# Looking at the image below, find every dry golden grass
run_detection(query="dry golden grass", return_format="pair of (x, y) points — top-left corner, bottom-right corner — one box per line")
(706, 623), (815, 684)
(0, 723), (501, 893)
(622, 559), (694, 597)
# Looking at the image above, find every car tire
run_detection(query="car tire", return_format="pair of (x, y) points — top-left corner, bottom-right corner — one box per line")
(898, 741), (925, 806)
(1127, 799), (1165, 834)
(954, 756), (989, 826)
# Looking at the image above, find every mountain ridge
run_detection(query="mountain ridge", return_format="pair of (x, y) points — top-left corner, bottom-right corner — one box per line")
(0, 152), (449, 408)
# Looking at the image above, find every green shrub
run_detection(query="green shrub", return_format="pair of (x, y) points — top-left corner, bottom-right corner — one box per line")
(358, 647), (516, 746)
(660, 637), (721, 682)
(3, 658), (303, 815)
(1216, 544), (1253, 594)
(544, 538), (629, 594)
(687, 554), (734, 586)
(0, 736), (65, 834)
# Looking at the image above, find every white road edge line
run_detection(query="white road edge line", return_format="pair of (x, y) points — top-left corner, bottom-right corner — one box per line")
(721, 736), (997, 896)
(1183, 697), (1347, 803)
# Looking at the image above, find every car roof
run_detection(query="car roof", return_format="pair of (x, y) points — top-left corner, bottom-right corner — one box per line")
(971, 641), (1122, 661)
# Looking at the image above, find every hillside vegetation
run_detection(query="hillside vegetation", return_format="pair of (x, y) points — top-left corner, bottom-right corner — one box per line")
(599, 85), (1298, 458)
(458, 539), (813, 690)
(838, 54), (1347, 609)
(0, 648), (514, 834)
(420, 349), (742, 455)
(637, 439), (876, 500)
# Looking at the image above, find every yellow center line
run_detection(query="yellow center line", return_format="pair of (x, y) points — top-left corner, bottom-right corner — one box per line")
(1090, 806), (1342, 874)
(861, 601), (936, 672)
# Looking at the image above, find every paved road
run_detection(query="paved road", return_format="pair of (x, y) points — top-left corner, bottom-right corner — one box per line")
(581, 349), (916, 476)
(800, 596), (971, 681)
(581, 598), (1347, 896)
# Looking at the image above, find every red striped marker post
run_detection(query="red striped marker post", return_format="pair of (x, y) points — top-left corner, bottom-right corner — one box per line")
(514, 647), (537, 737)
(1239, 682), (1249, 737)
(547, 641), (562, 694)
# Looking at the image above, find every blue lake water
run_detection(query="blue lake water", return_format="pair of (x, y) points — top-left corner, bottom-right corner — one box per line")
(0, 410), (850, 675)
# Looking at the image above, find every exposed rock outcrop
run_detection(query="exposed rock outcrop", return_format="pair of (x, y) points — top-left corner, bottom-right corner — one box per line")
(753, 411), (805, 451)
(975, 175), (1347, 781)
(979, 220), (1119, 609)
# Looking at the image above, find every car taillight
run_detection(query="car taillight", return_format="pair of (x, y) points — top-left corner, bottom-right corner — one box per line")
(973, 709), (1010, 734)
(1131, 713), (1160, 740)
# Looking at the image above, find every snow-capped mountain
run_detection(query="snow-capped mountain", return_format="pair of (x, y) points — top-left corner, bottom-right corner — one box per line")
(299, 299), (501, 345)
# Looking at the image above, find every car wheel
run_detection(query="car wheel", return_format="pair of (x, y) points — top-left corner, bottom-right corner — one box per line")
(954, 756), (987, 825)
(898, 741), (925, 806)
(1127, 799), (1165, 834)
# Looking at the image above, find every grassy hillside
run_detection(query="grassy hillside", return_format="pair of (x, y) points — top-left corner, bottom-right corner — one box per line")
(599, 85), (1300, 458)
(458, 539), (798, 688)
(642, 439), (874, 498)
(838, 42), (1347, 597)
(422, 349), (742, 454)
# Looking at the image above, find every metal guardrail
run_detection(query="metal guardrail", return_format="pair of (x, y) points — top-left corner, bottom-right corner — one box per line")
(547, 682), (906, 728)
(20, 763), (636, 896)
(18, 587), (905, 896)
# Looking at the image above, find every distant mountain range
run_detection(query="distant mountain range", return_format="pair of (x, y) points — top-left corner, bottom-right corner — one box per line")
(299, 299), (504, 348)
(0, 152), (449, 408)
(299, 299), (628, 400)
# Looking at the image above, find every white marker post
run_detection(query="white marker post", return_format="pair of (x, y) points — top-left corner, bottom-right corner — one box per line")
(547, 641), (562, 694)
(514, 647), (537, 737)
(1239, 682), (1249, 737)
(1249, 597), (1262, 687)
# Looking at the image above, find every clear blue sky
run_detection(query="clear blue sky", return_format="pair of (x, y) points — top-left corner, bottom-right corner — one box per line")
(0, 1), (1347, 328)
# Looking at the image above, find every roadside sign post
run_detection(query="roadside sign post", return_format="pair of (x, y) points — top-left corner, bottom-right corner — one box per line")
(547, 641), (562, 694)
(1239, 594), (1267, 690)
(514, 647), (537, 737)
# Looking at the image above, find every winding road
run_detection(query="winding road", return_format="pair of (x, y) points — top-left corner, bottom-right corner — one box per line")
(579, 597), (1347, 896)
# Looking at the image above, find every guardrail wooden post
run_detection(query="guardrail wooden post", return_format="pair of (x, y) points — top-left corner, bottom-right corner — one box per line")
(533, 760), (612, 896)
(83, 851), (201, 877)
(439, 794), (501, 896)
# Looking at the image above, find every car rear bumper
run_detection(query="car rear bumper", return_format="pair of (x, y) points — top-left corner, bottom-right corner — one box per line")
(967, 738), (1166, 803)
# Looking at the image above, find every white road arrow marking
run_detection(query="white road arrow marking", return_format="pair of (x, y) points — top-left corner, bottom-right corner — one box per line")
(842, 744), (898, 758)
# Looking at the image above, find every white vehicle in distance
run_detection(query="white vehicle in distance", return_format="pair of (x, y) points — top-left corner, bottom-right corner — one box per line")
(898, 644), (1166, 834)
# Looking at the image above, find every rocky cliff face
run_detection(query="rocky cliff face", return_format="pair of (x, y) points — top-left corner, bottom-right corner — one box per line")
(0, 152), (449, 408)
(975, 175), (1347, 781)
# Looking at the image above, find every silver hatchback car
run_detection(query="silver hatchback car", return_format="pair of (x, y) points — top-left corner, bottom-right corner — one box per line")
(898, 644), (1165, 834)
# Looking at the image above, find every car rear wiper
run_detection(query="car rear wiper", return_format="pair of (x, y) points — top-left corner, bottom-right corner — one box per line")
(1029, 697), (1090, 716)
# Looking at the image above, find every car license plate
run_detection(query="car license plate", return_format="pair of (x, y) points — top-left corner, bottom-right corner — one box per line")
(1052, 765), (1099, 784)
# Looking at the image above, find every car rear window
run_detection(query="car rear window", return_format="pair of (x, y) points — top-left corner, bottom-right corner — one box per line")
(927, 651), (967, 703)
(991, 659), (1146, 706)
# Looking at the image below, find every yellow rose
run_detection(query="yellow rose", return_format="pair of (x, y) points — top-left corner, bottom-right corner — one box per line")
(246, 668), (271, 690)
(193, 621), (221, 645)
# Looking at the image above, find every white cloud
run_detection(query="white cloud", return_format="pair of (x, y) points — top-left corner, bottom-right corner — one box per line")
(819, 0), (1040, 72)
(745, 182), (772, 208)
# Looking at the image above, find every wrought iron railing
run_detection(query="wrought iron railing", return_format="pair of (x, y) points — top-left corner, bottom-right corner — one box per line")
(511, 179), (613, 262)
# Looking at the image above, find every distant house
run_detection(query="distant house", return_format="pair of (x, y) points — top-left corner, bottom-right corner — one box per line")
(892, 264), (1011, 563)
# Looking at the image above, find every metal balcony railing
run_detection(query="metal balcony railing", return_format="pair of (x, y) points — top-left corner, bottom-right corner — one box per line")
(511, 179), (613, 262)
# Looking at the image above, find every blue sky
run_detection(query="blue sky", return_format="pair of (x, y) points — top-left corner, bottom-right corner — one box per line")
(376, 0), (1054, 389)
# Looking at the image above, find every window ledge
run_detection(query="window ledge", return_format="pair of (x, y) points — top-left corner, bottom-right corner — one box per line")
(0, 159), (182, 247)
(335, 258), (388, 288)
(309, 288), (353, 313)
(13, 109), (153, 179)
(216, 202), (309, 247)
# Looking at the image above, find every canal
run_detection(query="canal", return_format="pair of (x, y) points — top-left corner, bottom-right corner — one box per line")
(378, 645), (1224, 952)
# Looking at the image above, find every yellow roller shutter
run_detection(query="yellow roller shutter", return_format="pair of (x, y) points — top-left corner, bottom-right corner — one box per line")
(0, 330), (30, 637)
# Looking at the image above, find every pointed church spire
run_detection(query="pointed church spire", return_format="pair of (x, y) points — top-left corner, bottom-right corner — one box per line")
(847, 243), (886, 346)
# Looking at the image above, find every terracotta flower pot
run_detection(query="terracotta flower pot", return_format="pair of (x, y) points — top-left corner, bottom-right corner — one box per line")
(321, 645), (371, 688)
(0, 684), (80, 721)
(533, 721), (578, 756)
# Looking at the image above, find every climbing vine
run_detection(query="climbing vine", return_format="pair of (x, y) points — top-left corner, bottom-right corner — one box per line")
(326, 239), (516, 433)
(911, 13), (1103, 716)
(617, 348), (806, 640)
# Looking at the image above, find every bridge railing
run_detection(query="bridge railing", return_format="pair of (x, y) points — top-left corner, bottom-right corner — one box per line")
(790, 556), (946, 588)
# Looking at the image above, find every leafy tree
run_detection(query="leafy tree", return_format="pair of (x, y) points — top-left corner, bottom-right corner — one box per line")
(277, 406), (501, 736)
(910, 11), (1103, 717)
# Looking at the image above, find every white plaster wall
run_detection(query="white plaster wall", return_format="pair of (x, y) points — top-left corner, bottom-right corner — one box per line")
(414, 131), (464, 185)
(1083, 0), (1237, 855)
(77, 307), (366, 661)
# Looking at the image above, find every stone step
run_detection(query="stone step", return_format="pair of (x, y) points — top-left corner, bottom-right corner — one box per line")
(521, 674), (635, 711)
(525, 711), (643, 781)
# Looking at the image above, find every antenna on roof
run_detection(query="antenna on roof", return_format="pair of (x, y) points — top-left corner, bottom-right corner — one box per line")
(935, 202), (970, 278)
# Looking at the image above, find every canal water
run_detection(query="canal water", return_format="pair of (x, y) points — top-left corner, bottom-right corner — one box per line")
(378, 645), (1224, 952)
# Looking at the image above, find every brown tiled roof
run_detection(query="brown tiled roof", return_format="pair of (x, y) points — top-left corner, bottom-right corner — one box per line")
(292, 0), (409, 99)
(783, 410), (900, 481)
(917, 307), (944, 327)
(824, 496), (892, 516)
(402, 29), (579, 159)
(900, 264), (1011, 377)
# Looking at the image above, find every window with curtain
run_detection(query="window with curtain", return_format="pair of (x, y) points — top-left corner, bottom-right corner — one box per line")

- _EXERCISE AIM_
Copy the rows without any change, beginning at the line that contains "# Looking at the image above, find every blue lake" and stopping after the line that contains "(422, 349), (742, 454)".

- _SOLUTION TO THIS TASK_
# Looking at the image above, find every blue lake water
run_detection(query="blue lake water", return_format="pair of (x, y) points — top-left corner, bottom-right corner — one box per line")
(0, 410), (850, 675)
# Looking at the image above, find every exposed rock outcrop
run_detection(query="exposed rock outcrop", return_format="pair of (x, y) points — top-left corner, bottom-right corner — one box per line")
(753, 411), (805, 451)
(975, 175), (1347, 781)
(979, 220), (1119, 609)
# Looking at the image above, find every car taillight
run_detection(query="car taillight", return_format="pair of (x, y) points — top-left corner, bottom-right corner — one box per line")
(973, 709), (1010, 734)
(1131, 713), (1160, 740)
# Looking at the image above, find every snow-capped mountain
run_detection(query="snow-capped mountain", return_format="pair of (x, y) points — top-left corner, bottom-right corner — one box per line")
(299, 299), (501, 345)
# Looking at the image above, find every car wheel
run_detection(query="car wheel", return_format="pair of (x, y) points — top-left corner, bottom-right corner — one box per line")
(954, 756), (987, 825)
(898, 741), (925, 806)
(1127, 799), (1165, 834)
# Looking at the image above, find every grassy hillside
run_detection(query="grassy hillside", return_format="pair of (x, y) points — top-left corner, bottom-right corner — one box per line")
(599, 85), (1300, 458)
(458, 539), (798, 688)
(642, 439), (874, 498)
(838, 42), (1347, 597)
(422, 349), (742, 454)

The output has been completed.